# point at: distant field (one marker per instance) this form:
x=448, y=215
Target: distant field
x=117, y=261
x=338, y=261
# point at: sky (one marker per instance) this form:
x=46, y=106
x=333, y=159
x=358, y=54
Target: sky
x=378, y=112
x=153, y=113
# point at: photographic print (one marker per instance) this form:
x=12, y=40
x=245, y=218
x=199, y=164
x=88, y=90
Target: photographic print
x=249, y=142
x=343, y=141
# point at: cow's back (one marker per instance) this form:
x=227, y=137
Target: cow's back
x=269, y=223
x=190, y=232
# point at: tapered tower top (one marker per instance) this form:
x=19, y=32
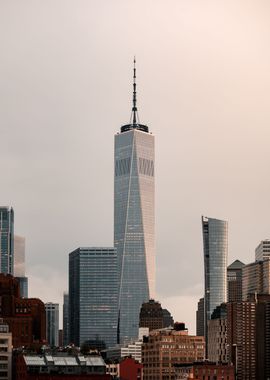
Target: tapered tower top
x=134, y=120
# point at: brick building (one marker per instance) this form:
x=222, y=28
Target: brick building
x=25, y=316
x=203, y=371
x=60, y=366
x=165, y=348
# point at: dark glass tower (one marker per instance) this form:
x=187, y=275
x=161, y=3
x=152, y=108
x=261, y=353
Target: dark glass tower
x=215, y=247
x=134, y=221
x=6, y=240
x=93, y=287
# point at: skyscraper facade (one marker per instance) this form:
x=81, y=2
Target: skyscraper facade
x=6, y=240
x=19, y=264
x=66, y=320
x=52, y=323
x=93, y=291
x=134, y=220
x=262, y=251
x=215, y=246
x=234, y=277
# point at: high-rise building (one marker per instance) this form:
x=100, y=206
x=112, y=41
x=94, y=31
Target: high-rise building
x=19, y=264
x=217, y=335
x=256, y=278
x=66, y=320
x=52, y=323
x=6, y=240
x=93, y=291
x=234, y=277
x=263, y=250
x=200, y=318
x=215, y=247
x=134, y=220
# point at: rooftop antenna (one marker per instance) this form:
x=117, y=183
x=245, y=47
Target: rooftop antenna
x=134, y=108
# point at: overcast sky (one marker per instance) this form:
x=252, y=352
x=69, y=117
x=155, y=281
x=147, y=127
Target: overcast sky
x=203, y=89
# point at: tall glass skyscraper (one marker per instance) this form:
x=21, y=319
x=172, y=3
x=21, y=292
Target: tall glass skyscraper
x=134, y=220
x=6, y=240
x=93, y=289
x=52, y=323
x=215, y=247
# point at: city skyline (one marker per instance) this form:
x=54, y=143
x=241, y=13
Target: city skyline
x=204, y=96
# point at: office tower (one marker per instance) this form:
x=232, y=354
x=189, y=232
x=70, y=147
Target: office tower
x=166, y=348
x=134, y=220
x=200, y=318
x=26, y=317
x=5, y=351
x=262, y=336
x=93, y=291
x=52, y=323
x=217, y=335
x=7, y=240
x=151, y=315
x=263, y=250
x=19, y=264
x=256, y=278
x=215, y=247
x=234, y=278
x=66, y=320
x=168, y=320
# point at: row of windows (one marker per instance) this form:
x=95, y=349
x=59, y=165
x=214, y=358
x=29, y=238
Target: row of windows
x=122, y=167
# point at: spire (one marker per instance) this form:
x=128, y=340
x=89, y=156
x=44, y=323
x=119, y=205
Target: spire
x=134, y=108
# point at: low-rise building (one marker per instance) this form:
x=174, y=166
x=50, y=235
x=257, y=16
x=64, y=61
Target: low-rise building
x=5, y=351
x=203, y=371
x=60, y=366
x=165, y=348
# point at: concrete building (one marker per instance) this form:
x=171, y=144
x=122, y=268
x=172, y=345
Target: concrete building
x=6, y=240
x=154, y=317
x=133, y=350
x=93, y=295
x=66, y=320
x=200, y=318
x=234, y=278
x=52, y=323
x=151, y=315
x=263, y=250
x=256, y=278
x=5, y=351
x=215, y=248
x=19, y=265
x=217, y=335
x=165, y=348
x=134, y=220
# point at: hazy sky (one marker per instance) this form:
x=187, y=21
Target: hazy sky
x=203, y=89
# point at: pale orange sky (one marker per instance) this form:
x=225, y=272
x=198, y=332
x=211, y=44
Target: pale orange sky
x=203, y=89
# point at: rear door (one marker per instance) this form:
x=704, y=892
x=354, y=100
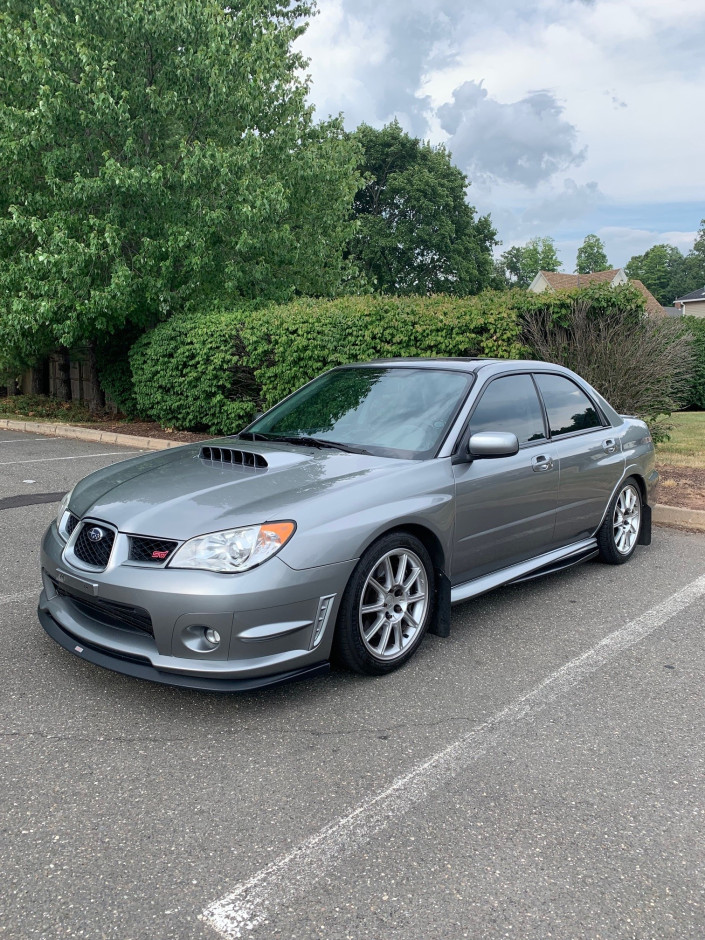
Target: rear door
x=588, y=455
x=505, y=507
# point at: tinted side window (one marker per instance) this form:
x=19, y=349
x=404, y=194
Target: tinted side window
x=569, y=409
x=510, y=404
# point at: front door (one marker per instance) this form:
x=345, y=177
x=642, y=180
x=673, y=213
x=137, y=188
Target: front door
x=506, y=506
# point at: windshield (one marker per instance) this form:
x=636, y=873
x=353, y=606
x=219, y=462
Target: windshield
x=397, y=412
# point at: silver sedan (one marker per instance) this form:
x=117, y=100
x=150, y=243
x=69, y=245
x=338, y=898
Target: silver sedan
x=343, y=523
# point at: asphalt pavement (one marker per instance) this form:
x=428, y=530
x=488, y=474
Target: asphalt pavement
x=539, y=774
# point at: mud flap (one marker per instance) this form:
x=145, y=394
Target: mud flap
x=441, y=624
x=645, y=533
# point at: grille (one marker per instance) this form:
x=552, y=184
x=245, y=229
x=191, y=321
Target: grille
x=152, y=551
x=239, y=458
x=93, y=553
x=110, y=613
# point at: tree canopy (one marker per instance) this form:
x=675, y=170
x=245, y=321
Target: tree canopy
x=662, y=270
x=519, y=265
x=667, y=272
x=591, y=256
x=416, y=232
x=154, y=156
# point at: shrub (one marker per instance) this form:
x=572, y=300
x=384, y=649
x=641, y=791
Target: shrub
x=641, y=367
x=696, y=394
x=212, y=371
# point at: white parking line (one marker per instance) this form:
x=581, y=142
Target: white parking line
x=30, y=440
x=279, y=883
x=113, y=453
x=8, y=598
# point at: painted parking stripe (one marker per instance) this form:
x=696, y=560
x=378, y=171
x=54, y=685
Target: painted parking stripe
x=112, y=453
x=247, y=907
x=29, y=499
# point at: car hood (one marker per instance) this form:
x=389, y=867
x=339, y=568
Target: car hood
x=177, y=494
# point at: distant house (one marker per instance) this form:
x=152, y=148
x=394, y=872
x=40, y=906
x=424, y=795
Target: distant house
x=692, y=304
x=552, y=281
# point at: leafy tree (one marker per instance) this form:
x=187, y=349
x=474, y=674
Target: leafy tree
x=154, y=156
x=521, y=263
x=662, y=270
x=416, y=233
x=591, y=256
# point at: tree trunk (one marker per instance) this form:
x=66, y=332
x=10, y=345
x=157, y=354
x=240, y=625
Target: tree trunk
x=96, y=397
x=63, y=375
x=40, y=378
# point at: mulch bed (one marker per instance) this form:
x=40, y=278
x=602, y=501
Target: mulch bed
x=681, y=486
x=147, y=429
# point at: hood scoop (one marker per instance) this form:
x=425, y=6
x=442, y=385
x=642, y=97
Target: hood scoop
x=234, y=457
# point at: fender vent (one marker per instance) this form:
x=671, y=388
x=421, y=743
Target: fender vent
x=238, y=458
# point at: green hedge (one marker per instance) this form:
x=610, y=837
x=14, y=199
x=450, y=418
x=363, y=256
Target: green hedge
x=213, y=370
x=696, y=326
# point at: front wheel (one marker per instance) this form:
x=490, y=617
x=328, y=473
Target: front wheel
x=387, y=605
x=619, y=533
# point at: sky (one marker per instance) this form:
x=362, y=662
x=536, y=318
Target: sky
x=569, y=117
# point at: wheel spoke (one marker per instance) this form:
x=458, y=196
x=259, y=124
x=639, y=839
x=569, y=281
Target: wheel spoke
x=415, y=572
x=377, y=586
x=401, y=570
x=394, y=604
x=410, y=620
x=398, y=638
x=388, y=572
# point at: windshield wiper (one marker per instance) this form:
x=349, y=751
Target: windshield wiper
x=307, y=441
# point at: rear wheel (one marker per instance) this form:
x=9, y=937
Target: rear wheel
x=387, y=605
x=619, y=533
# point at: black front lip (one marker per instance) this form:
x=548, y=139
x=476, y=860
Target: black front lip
x=140, y=668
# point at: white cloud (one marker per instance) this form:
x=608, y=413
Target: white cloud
x=520, y=93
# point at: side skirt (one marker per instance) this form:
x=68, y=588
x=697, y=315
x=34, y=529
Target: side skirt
x=556, y=560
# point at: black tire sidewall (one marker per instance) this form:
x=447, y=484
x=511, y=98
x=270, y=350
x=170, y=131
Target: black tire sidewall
x=605, y=536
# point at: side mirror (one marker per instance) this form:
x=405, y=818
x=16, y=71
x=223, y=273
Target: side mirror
x=493, y=444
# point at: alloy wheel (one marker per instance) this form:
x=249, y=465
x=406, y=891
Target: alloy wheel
x=393, y=604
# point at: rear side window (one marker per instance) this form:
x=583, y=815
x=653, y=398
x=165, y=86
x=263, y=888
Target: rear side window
x=568, y=407
x=510, y=404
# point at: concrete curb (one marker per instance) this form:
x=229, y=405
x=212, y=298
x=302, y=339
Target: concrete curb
x=678, y=516
x=662, y=515
x=88, y=434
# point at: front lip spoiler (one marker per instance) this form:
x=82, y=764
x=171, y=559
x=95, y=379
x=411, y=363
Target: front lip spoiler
x=140, y=669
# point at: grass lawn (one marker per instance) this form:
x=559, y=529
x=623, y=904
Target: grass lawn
x=687, y=445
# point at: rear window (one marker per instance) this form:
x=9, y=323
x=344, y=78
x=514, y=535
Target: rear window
x=568, y=407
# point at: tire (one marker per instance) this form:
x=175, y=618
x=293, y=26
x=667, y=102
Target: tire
x=386, y=607
x=618, y=535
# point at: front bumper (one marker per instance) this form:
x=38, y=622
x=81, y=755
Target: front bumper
x=267, y=619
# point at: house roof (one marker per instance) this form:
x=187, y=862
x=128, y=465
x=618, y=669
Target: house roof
x=559, y=281
x=693, y=295
x=653, y=307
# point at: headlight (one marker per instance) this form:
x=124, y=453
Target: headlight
x=63, y=506
x=234, y=549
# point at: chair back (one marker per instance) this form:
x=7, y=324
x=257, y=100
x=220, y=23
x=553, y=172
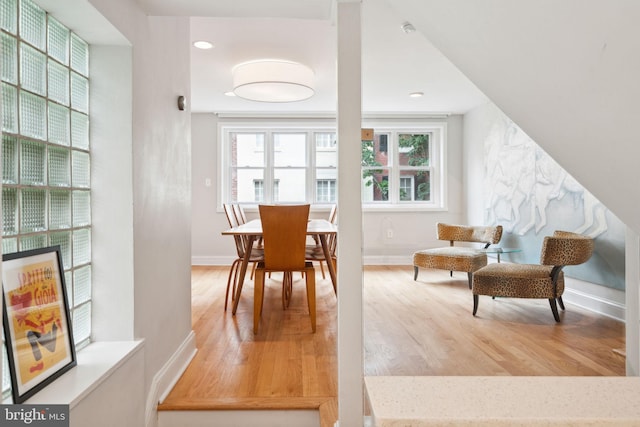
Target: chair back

━━━━━━━━━━━━━━━━

_WORK INSTRUCTION_.
Count how many lines of the entries contain the word "chair"; only the number should appear in the reply.

_RESULT OF THIS EXERCISE_.
2